** Texte cité **
Les cuisines de l’Italie se sont diffusées partout dans le monde, au gré des vagues migratoires des Italiens. Les recettes des trattorias obéissent à des codes précis, dont les origines ne sont pas toujours claires
Le 15 août est un jour férié dans beaucoup de pays européens de tradition catholique. Mais en Italie et pour les Italiens, la fête de l’Assomption de Marie revêt un caractère particulier. Les célébrations religieuses se mêlent aux traditions familiales et régionales, les feux d’artifice saluent les processions. On ne plaisante pas avec le Ferragosto ! Historiquement, les festivités n’ont rien de chrétiennes, le terme venant du latin Feriae Augusti, qui signifie littéralement « repos d’Auguste ». L’empereur aurait instauré ce moment de réjouissances et de repos entre deux périodes agricoles autour de l’an 18 avant JC. Plus tard, une autre sorte d’empereur, Mussolini, a instauré des prix réduits pour les personnes voyageant en train autour de cette date. Les « trains de Ferragosto » permettaient aux Italiens de s’évader des villes en se rendant, souvent pour la première fois, à la plage ou à la montagne. Bien des choses ont changé, mais Ferragosto est toujours le synonyme de vacances dans toute l’Italie… et dans toute la diaspora italienne. En ce mois d’août, il est donc difficile de trouver une trattoria ouverte au Luxembourg. En attendant leur retour ou pour garder un goût de vacances, tentons de décoder les doctrines de la cuisine italienne et de détricoter certains mythes.

** Travail demandé **
D'après le texte sur le Ferragosto, de quelle expression latine vient ce terme ?

** Lignes fournies **
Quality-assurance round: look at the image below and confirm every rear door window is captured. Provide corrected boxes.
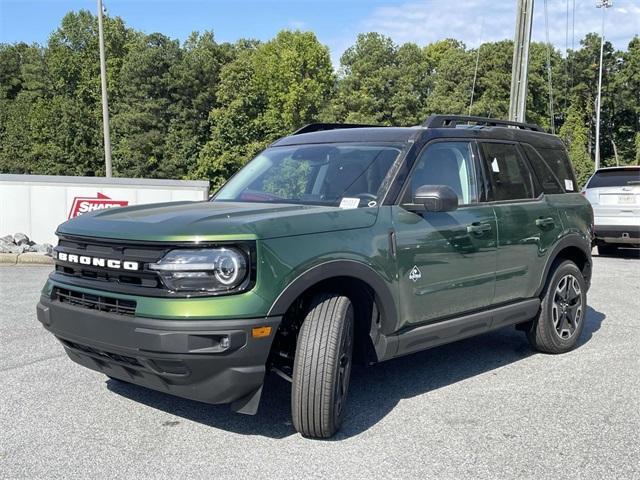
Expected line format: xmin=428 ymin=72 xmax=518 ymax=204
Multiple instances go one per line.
xmin=587 ymin=168 xmax=640 ymax=188
xmin=522 ymin=143 xmax=565 ymax=194
xmin=480 ymin=142 xmax=535 ymax=201
xmin=403 ymin=141 xmax=478 ymax=205
xmin=536 ymin=148 xmax=578 ymax=192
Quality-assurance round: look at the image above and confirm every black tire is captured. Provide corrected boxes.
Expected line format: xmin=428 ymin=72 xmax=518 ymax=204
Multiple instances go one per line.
xmin=527 ymin=260 xmax=587 ymax=353
xmin=105 ymin=373 xmax=131 ymax=383
xmin=291 ymin=293 xmax=354 ymax=438
xmin=598 ymin=245 xmax=618 ymax=255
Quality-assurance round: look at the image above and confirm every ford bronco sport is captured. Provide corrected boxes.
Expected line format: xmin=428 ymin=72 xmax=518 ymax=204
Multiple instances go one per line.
xmin=37 ymin=115 xmax=593 ymax=438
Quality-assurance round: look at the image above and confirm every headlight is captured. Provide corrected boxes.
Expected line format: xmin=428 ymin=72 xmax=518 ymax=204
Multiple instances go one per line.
xmin=149 ymin=248 xmax=248 ymax=293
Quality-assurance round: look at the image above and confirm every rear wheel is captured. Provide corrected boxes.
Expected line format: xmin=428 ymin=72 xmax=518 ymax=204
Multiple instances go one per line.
xmin=527 ymin=260 xmax=587 ymax=353
xmin=291 ymin=293 xmax=354 ymax=438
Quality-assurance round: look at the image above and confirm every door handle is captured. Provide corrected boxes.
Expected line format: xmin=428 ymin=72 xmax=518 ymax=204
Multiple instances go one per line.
xmin=536 ymin=217 xmax=556 ymax=228
xmin=467 ymin=222 xmax=491 ymax=235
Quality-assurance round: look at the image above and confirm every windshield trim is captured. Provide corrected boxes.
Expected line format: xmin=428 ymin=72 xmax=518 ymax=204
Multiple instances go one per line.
xmin=208 ymin=141 xmax=413 ymax=208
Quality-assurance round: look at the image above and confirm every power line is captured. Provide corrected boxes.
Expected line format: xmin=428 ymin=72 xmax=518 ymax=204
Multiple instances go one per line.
xmin=563 ymin=0 xmax=569 ymax=112
xmin=97 ymin=0 xmax=111 ymax=177
xmin=469 ymin=17 xmax=484 ymax=116
xmin=595 ymin=0 xmax=613 ymax=170
xmin=544 ymin=0 xmax=556 ymax=134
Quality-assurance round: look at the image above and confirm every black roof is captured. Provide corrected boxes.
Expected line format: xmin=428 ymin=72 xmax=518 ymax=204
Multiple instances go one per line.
xmin=272 ymin=115 xmax=564 ymax=148
xmin=273 ymin=127 xmax=423 ymax=147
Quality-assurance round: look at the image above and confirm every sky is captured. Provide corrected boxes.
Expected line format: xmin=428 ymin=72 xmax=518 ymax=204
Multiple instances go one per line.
xmin=0 ymin=0 xmax=640 ymax=65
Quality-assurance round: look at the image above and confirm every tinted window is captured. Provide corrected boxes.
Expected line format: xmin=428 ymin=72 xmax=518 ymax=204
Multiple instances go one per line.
xmin=480 ymin=143 xmax=534 ymax=201
xmin=522 ymin=143 xmax=564 ymax=194
xmin=404 ymin=142 xmax=477 ymax=205
xmin=536 ymin=148 xmax=578 ymax=192
xmin=587 ymin=168 xmax=640 ymax=188
xmin=214 ymin=144 xmax=400 ymax=206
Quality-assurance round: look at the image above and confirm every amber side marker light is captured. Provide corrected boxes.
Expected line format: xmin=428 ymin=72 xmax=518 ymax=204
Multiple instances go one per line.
xmin=251 ymin=327 xmax=271 ymax=338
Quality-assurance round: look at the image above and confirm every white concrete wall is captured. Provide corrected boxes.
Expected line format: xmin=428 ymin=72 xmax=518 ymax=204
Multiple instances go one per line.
xmin=0 ymin=175 xmax=209 ymax=245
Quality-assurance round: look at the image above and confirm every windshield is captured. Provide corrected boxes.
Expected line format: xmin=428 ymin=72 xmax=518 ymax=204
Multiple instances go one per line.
xmin=214 ymin=144 xmax=401 ymax=208
xmin=587 ymin=168 xmax=640 ymax=188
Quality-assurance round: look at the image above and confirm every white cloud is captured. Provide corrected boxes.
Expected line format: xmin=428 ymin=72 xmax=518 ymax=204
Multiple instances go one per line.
xmin=350 ymin=0 xmax=640 ymax=55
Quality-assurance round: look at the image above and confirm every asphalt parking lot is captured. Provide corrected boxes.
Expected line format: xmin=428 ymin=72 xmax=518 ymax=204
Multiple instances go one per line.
xmin=0 ymin=253 xmax=640 ymax=479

** Réponse **
Il vient de Feriae Augusti, qui signifie littéralement « repos d’Auguste ».